= Source =
·····
Published on August 17, 2024 2:36 AM GMT
Can SRAM be stacked like NAND flash?
background
types of memory
SRAM has, for each bit, multiple transistors that connect power supplies to the gates of each other. Typically 6 transistors are used, but many variations have been proposed.
DRAM uses transistors to connect capacitors to an input/output line when they're written or read. The capacitors lose charge and must be refreshed periodically and when read.
Flash memory uses high voltage to push charge across an insulating layer, where it stays in place indefinitely. The stored-charge electrostatic field is combined with fields from wires to control transistors, 1 transistor per bit. They have a limited cycle life because the insulator layers can get damaged from charge transfer thru them.
SRAM cell sizes
Smaller transistors can carry less current than larger ones. When the size of wires is decreased, their capacitance decreases less than their diameter, so if length and switching speed is constant, the required current is similar. Smaller wires also have higher resistance; at current CPU wire sizes, conductivity is more than linear with cross-section area. With constant current, voltage drop then increases, which for the same length requires more "repeaters" along the path.
The area required to store 1 bit in SRAM is called the "cell size". Basically for the above reasons, SRAM cell sizes haven't decreased much for a few years.
layer counts
The "nm" number of process nodes no longer corresponds to any feature sizes. The current meaning of "X nm node" seems to be something like "the transistor density is similar to what a planar transistor process would have at X nm".
Yet, transistor counts have continued increasing. The only explanation, then, is more layers. Of course, that increases power usage proportionately without increasing area for heat dissipation, so a smaller fraction of transistors can be active at once.
That means performance per cost doesn't increase. Note that cost per transistor stopped going down after 28nm. Also, a few layers of transistors and wires isn't even close to the number of layers in modern flash memory.
silicon interposers
Historically, CPUs have been a single layer, with transistors on the CPU face side connected to contacts on the motherboard, and cooling on the CPU back side. The current trend is towards chiplets put on a silicon "interposer" layer.
·····
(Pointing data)
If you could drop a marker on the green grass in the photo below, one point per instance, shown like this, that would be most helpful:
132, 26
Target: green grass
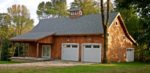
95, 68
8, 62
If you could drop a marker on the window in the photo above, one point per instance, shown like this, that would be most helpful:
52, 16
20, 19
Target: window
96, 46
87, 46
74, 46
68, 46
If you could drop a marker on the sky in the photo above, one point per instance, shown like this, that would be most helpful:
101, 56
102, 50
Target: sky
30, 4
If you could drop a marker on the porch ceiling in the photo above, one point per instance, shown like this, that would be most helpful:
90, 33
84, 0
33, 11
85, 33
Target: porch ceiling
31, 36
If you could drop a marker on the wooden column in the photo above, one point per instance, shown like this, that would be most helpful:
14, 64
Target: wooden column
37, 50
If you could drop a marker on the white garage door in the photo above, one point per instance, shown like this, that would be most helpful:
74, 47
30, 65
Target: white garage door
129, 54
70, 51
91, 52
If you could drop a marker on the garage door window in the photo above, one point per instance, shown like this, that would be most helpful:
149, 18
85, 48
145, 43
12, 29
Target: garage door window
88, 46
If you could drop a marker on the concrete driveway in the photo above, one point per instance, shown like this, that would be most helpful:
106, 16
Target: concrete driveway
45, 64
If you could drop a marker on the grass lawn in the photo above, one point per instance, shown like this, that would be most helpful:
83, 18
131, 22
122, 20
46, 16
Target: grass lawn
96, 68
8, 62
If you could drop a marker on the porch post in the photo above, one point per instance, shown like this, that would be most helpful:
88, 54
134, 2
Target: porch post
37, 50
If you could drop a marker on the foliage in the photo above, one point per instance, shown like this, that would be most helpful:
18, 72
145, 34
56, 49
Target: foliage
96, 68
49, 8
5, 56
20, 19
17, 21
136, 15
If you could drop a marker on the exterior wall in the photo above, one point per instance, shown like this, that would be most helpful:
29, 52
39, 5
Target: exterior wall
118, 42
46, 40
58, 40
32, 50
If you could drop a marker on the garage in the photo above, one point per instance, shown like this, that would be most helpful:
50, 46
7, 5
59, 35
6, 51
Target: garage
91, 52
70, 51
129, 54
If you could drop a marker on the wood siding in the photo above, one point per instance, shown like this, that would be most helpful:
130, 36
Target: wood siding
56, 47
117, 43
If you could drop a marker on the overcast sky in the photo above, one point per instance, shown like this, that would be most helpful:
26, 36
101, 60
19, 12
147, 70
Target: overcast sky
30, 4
·····
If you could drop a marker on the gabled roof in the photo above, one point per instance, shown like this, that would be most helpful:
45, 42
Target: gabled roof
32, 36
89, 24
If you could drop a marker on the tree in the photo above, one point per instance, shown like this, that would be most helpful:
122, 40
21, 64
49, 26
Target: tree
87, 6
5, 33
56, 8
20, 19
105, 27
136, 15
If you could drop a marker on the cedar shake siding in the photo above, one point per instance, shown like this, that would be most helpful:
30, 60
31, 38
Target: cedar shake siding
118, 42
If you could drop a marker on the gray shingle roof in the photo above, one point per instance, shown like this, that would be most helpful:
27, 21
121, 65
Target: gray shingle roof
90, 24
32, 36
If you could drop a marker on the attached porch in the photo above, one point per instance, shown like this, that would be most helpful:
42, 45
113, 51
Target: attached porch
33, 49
·····
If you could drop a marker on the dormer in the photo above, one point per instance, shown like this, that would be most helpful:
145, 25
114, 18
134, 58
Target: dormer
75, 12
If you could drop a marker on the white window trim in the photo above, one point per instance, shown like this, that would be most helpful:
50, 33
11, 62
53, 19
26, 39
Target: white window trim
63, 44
·····
= Exercise requirements =
(a) Write out the passage of the piece on stacking SRAM from "layer counts" up to and including "active at once.".
(b) For each statement below, tell whether it agrees with the piece on stacking SRAM, answering yes or no and quoting the words of the piece that decide it. (i) SRAM usually uses six transistors for each bit. (ii) Flash memory controls two transistors per bit. (iii) Cost per transistor kept going down after 28nm.

= Answers for the exercise =
(a)
layer counts
The "nm" number of process nodes no longer corresponds to any feature sizes. The current meaning of "X nm node" seems to be something like "the transistor density is similar to what a planar transistor process would have at X nm".
Yet, transistor counts have continued increasing. The only explanation, then, is more layers. Of course, that increases power usage proportionately without increasing area for heat dissipation, so a smaller fraction of transistors can be active at once.

(b)
(i) Yes: "Typically 6 transistors are used"
(ii) No: "1 transistor per bit"
(iii) No: "cost per transistor stopped going down after 28nm"